### PROBLEM TO WORK ON
Write out the listing below character for character, from its first line up to and including the line that contains "x=544, y=276", leaving out the pictures.

### Entries from a point annotation set
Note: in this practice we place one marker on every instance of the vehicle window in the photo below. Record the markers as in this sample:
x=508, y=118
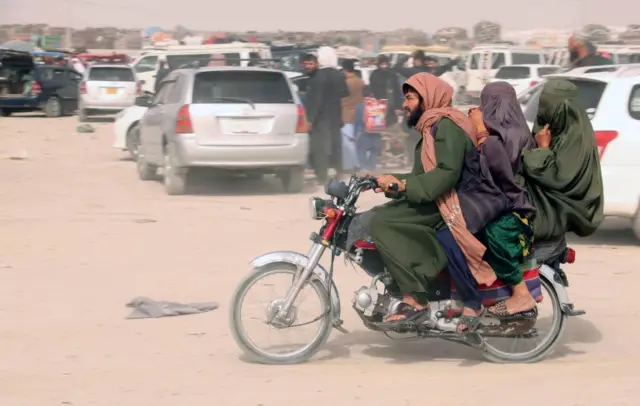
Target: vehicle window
x=473, y=63
x=530, y=100
x=163, y=92
x=634, y=102
x=147, y=64
x=546, y=71
x=111, y=74
x=513, y=72
x=188, y=60
x=257, y=87
x=498, y=59
x=518, y=58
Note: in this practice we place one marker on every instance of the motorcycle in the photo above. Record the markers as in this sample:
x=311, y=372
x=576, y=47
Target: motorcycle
x=544, y=276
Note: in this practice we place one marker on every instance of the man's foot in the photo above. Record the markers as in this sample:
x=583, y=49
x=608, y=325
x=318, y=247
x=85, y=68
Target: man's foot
x=514, y=307
x=469, y=320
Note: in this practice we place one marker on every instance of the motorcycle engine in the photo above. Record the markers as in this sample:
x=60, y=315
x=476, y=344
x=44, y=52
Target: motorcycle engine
x=369, y=301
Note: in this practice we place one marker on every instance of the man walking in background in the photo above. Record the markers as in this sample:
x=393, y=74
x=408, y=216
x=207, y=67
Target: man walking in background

### SOLUTION TO THE PROBLEM
Note: in this practice we place one marker on every instance of the vehicle window in the photo below. Record the markers as in this sample:
x=508, y=118
Target: vehicle window
x=473, y=63
x=530, y=100
x=163, y=92
x=634, y=102
x=147, y=64
x=546, y=71
x=111, y=74
x=513, y=72
x=188, y=60
x=257, y=87
x=498, y=59
x=518, y=58
Note: in this practice we place one marker on every instance of the motorcycle in the photo above. Record the markers as in this sample:
x=311, y=372
x=576, y=47
Target: motorcycle
x=544, y=276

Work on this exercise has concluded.